- [Exercise directions]
Reproduce the entries below word for word, starting with the line that contains "Target: sign post" and ending with the last line of the entries.

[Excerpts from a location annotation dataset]
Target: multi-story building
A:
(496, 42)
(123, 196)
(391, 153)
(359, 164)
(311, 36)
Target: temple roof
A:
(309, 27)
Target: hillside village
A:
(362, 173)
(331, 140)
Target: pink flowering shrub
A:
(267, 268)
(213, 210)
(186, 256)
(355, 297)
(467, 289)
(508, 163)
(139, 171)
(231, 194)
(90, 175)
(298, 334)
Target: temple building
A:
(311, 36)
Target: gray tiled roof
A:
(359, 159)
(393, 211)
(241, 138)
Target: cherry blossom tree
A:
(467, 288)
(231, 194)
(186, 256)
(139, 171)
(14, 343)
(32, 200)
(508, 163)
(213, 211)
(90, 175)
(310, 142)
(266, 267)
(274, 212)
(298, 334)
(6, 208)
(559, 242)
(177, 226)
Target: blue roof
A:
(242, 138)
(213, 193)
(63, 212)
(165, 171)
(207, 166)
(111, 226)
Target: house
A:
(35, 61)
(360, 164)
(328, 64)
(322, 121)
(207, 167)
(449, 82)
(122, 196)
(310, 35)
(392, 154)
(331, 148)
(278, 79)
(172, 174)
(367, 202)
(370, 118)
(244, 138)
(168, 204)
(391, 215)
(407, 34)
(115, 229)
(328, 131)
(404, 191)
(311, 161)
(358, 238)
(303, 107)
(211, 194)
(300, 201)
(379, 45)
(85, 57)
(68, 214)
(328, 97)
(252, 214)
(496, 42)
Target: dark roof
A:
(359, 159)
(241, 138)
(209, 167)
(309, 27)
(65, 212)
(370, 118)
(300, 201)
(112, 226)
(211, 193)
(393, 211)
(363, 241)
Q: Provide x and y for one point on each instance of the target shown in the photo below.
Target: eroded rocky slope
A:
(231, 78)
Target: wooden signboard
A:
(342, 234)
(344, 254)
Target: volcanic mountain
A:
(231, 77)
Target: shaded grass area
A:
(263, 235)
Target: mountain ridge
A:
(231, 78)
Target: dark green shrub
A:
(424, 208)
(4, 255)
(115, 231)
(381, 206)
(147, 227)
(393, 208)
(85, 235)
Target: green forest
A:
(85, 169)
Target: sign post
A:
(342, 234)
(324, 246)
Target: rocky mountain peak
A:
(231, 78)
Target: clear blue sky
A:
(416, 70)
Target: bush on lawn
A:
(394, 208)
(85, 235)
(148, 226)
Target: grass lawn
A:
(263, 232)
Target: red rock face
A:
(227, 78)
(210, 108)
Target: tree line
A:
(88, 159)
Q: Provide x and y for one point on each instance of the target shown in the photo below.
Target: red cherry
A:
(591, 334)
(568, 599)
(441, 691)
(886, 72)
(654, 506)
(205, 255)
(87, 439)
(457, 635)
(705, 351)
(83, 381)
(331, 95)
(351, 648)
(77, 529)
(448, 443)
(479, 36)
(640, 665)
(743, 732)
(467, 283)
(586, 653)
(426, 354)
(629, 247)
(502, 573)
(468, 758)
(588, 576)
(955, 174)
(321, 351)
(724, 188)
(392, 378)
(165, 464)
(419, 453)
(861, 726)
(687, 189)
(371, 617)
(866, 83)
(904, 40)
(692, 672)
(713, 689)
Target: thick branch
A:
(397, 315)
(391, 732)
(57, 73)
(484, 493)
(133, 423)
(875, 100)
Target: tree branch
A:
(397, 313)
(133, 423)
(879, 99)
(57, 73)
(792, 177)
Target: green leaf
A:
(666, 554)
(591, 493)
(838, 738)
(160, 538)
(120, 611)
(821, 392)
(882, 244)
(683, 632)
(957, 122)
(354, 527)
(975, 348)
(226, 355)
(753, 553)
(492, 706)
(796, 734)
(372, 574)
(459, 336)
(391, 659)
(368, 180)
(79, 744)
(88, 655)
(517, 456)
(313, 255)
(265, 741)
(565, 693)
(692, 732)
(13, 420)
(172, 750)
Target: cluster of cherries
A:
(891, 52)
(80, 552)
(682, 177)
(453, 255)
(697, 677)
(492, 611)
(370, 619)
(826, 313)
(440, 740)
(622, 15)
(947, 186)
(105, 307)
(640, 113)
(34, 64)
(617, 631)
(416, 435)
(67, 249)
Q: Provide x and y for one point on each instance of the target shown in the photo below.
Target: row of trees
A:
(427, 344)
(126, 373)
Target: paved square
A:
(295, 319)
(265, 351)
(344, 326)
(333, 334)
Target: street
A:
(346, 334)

- [Full output]
Target: sign post
A:
(342, 234)
(324, 246)
Target: rocky mountain peak
A:
(231, 78)
Target: clear blue sky
A:
(416, 70)
Target: bush on lawn
A:
(394, 208)
(85, 235)
(148, 226)
Target: grass lawn
A:
(263, 232)
Target: red rock face
A:
(227, 78)
(210, 108)
Target: tree line
A:
(88, 159)
Q: Provide x and y for one point on each instance of the target shown in the photo below.
Target: red cherry
A:
(591, 334)
(568, 599)
(441, 691)
(886, 72)
(654, 506)
(205, 255)
(87, 439)
(457, 635)
(705, 351)
(83, 381)
(331, 95)
(351, 648)
(77, 529)
(448, 443)
(479, 36)
(640, 665)
(743, 732)
(467, 283)
(586, 653)
(426, 354)
(629, 247)
(502, 573)
(468, 758)
(588, 576)
(955, 174)
(321, 351)
(724, 188)
(392, 378)
(165, 464)
(419, 453)
(861, 726)
(687, 189)
(371, 617)
(866, 83)
(904, 40)
(692, 672)
(713, 689)
Target: thick branch
A:
(397, 315)
(391, 732)
(57, 73)
(484, 493)
(133, 423)
(875, 100)
Target: tree branch
A:
(397, 313)
(133, 423)
(879, 99)
(57, 73)
(792, 177)
Target: green leaf
A:
(666, 554)
(591, 493)
(838, 738)
(160, 538)
(120, 611)
(821, 392)
(882, 244)
(683, 632)
(957, 122)
(354, 527)
(975, 348)
(226, 355)
(753, 553)
(492, 706)
(796, 734)
(372, 574)
(459, 336)
(391, 659)
(368, 180)
(79, 744)
(88, 655)
(517, 456)
(313, 255)
(265, 741)
(565, 693)
(692, 732)
(13, 420)
(172, 750)
Target: cluster of cherries
A:
(891, 52)
(80, 552)
(682, 177)
(453, 255)
(697, 677)
(492, 611)
(370, 619)
(826, 313)
(440, 740)
(622, 15)
(947, 186)
(105, 307)
(640, 113)
(34, 64)
(617, 631)
(416, 435)
(67, 249)
Q: Provide x and y for one point on each instance of the target shown in the photo below.
Target: row of trees
A:
(427, 344)
(126, 373)
Target: paved square
A:
(295, 319)
(265, 351)
(344, 326)
(333, 334)
Target: street
A:
(346, 334)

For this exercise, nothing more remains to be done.